§ **ОТРЫВОК**:
+ + + + + + +

Мэтью Деннисон - Двенадцать цезарей
Античные источники приводят любые туманные предчувствия, чтобы подчеркнуть законность правления Веспасиана. Археологи в поисках древних амфор по указанию прорицателей, как сообщает Светоний, раскопали в священном месте Тегеи в греческой Аркадии сосуды с портретными изображениями, удивительно напоминающими Веспасиана. Но Светоний и Дион идут еще дальше, обращаясь к мистическим небесным силам. Они описывают, как новоявленный император лечит слепоту слюной и парализованную руку целительным ударом ноги. Это не циничный отчет (мы читаем, например, что это исцеление не произвело впечатления на александрийцев, и более того, оно вызвало у них искреннее отвращение[231]). Но в Древнем Риме те, у кого отсутствовал авторитет, получали выгоду от указаний на божественность. Сам Веспасиан, последовательно непритязательный, мечтает в Греции об удаче для себя и своей семьи, и этому можно верить, независимо от того, догадываемся ли мы о степени этой удачи или нет. Даже если подозревать гиперболу, послужной список принцепса в том виде, как он сохранился, прочно подкрепляет его соответствие верховной власти. Знамения, предполагаем мы, указывали на правильную кандидатуру. Говоря словами Светония, «Державу, поколебленную и безначальную после мятежей и гибели трех императоров, принял наконец и укрепил своей властью род Флавиев». Веспасиан привел в порядок казну, долг которой достигал сорока миллиардов сестерциев, после полутора лет, в течение которых насильственную смерть приняли четыре императора. Принцепс же, пользовавшийся уважением легионов, жестко контролировавший преторианскую гвардию и оптимизировавший членство в сенате, продолжал жить. Измученной гражданской войной империи необходим был верховный правитель, в то время как восстановление Республики осталось мечтой безрассудного меньшинства. Существовала вакансия. Разбросанные по провинциям легионы выбрали на нее Веспасиана. Закаленный солдат с характерным выражением лица, которое описывали как страждущее, не возражал. Все, что было нужно для этого, — стремление к величию и обладание дигнитас, которой дорожили римляне.

+ + + + + + +

§ **СПИСОК СТРОК**:
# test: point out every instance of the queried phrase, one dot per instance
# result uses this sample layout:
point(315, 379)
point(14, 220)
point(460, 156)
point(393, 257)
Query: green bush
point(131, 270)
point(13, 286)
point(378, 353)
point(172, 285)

+ + + + + + +

§ **ЗАДАНИЯ**:
1. В отрывке о Веспасиане найдите предложение, начинающееся со слов «Принцепс же, пользовавшийся», и перечислите все характеристики принцепса, которые там даны.
2. Напишите продолжение отрывка о Веспасиане, начав сразу после его последнего предложения.
Строки здесь не понадобятся.

§ **ОТВЕТЫ**:
1. Пользовался уважением легионов; жестко контролировал преторианскую гвардию; оптимизировал членство в сенате.

2.
Едва ли он был мечтателем, этот приземленный солдатский император, умевший поддерживать воинскую дисциплину и имевший вкус к грубым шуткам. Удивленный гигантским фаллосом встреченного человека высокого роста, он по-ребячески продекламировал строку из Гомера. Он исповедовал деловой подход даже в постели. По словам Светония, «одна женщина клялась, что умирает от любви к нему, и добилась его внимания: он провел с ней ночь и подарил ей четыреста тысяч сестерциев, а на вопрос управителя, по какой статье занести эти деньги, сказал: „За чрезвычайную любовь к Веспасиану“». Он отозвал высокое назначение в армию, когда новый офицер явился благодарить его, благоухая ароматами. Объяснение было коротким: «Уж лучше бы ты вонял чесноком!» Запахи дороги и кухни были предпочтительнее для этого сабинянина, чем все арабские благовония. Он не обращал внимания на преклонный возраст и проводил дни в трудах, начиная с рассвета, когда солнечные лучи еще не касались неба, потому что это был практичный, решительный, привыкший к действиям человек. Он питал надежду на династическое бессмертие, надеялся, что его собственный принципат станет прелюдией к правлению сыновей, и легитимировал подобные нереспубликанские устремления в другой мечте, отраженной в письменных источниках. Однажды Веспасиан увидел во сне, будто в Палатинском дворце стоят весы. На одной их чаше стоял он сам и его взрослые сыновья, Тит и Домициан, а на другой — Клавдий с Нероном. Для римского склада ума значение сна было очевидно: трое Флавиев будут править столько же, сколько последние представители Юлиев-Клавдиев, — двадцать семь лет. Так и произошло с благословения ясновидения. (Иначе Светоний вряд ли удосужился бы упомянуть этот случай.) Веспасиан видел сны, когда это было выгодно для него, поскольку по большей части ему не нужно было фантазировать благодаря присутствию в свите личного астролога, как утверждает Тацит.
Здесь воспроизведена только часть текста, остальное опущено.